REQUEST
Starting at the line that contains "Could you kindly segment every instance of the martini" and ending after the line that contains "M245 184L254 196L251", reproduce those lines with "martini glass" replaced by "cocktail glass" and everything else left unchanged.

═════ MATERIAL SUPPLIED ═════

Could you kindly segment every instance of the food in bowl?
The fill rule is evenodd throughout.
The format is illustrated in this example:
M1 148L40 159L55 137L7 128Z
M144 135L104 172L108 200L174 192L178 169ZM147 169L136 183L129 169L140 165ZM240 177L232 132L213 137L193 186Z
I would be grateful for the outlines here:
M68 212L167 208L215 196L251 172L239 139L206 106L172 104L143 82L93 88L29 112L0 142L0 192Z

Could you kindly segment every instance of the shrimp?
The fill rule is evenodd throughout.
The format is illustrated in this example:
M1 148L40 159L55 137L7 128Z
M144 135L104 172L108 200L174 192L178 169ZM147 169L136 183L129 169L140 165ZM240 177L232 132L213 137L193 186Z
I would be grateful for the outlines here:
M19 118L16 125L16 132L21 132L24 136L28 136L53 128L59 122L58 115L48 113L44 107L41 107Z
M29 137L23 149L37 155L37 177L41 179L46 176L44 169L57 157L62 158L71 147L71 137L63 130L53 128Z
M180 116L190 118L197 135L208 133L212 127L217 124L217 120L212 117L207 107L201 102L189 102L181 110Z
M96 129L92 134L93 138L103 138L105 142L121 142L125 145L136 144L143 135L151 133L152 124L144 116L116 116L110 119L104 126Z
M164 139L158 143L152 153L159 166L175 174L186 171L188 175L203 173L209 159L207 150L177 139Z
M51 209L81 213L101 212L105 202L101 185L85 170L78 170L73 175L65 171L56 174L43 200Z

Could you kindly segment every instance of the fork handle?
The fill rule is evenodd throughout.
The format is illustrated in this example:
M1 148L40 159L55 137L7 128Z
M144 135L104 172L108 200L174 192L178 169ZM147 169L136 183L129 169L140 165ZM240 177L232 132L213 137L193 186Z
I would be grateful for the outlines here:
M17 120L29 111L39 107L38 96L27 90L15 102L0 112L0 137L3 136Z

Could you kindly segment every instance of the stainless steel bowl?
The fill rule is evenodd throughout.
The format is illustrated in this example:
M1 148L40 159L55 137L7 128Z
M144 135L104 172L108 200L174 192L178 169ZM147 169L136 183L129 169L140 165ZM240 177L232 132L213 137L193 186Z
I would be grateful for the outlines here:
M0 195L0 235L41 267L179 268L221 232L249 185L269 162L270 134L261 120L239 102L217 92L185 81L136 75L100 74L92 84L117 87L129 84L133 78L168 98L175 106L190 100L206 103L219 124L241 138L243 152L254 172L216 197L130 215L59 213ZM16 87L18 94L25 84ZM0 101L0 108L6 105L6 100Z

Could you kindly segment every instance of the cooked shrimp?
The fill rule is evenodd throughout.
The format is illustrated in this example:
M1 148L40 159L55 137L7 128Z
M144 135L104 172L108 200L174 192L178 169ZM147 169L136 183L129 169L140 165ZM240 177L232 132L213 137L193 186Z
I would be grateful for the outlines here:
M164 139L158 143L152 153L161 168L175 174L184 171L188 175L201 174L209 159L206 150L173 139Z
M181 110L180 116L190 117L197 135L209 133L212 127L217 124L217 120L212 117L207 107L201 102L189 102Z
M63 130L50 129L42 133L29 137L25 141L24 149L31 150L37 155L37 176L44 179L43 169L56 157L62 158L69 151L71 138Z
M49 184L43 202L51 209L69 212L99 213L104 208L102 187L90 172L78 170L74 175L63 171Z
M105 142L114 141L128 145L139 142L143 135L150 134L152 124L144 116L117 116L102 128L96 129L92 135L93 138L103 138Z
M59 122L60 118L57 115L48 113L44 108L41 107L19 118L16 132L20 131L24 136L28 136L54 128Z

═════
═════ MATERIAL SUPPLIED ═════

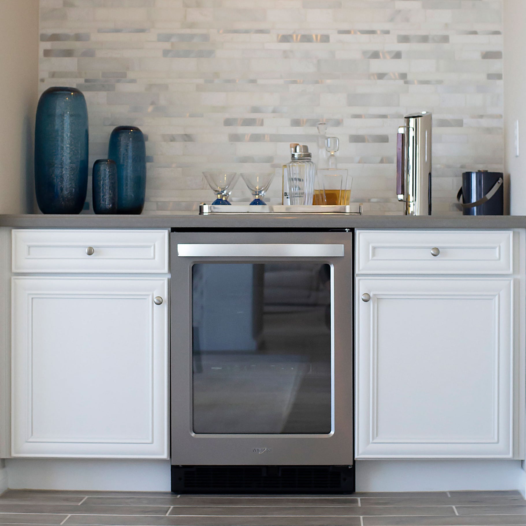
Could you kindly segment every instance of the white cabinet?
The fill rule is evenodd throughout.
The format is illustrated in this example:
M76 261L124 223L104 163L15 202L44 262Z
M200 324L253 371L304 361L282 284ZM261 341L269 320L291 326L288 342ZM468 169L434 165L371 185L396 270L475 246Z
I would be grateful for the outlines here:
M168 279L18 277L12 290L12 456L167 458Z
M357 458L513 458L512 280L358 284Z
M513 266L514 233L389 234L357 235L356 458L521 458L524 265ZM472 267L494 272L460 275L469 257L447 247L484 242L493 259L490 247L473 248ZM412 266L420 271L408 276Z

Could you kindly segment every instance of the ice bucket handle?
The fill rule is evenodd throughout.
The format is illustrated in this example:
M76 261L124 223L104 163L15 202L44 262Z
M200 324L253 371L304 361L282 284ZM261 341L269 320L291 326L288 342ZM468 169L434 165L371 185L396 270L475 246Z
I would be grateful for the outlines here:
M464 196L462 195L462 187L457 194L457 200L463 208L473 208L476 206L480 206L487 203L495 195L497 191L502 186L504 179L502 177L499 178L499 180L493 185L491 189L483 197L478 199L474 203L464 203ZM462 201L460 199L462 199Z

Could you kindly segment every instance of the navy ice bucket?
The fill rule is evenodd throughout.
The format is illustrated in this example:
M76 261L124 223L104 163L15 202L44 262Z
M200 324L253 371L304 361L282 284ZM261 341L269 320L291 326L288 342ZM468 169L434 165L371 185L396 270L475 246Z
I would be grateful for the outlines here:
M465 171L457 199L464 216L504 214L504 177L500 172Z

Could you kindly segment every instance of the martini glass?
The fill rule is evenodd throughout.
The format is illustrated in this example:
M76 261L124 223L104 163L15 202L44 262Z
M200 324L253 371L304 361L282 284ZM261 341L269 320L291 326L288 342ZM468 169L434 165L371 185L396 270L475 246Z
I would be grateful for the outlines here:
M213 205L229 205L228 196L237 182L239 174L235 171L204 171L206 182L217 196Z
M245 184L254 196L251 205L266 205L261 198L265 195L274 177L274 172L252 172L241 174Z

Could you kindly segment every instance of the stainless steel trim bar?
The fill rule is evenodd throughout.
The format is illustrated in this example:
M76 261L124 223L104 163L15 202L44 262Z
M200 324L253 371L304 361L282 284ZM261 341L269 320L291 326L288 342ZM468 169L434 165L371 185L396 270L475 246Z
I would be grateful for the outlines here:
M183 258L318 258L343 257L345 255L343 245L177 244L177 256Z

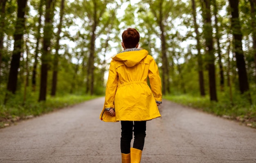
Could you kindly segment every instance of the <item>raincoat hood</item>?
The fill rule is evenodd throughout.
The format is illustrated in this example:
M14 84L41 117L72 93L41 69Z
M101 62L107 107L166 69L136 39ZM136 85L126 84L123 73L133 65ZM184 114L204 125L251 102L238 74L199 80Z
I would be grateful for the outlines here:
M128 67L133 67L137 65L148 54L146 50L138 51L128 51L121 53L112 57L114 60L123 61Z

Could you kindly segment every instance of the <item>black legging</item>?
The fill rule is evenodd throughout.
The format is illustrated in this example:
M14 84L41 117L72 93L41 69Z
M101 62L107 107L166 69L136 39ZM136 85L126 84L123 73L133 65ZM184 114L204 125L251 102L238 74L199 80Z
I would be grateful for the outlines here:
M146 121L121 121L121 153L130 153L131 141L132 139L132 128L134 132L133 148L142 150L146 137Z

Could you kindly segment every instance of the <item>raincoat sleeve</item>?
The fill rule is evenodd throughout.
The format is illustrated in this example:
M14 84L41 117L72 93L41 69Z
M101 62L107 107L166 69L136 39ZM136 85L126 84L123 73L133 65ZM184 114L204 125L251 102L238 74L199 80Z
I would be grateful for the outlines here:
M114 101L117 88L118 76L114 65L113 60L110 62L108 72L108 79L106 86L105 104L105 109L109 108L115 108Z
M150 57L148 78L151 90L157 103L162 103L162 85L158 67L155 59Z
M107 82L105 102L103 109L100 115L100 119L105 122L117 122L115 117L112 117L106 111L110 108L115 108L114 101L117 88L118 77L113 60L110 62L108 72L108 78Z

═════

TASK SOLUTION
Could you kindly segment every instance of the cocktail glass?
The fill rule is evenodd throughout.
The format is illustrated in this example:
M76 261L124 223L104 163L15 202L44 262Z
M200 324L253 371L304 361L282 284ZM261 341L269 320L291 326L288 342ZM468 169L434 165L371 185L396 270L475 246Z
I would be grateful for the outlines here:
M213 205L229 205L228 196L237 182L239 174L235 171L204 171L206 182L217 196Z
M245 184L254 196L251 205L266 205L261 198L265 195L274 177L274 172L252 172L241 174Z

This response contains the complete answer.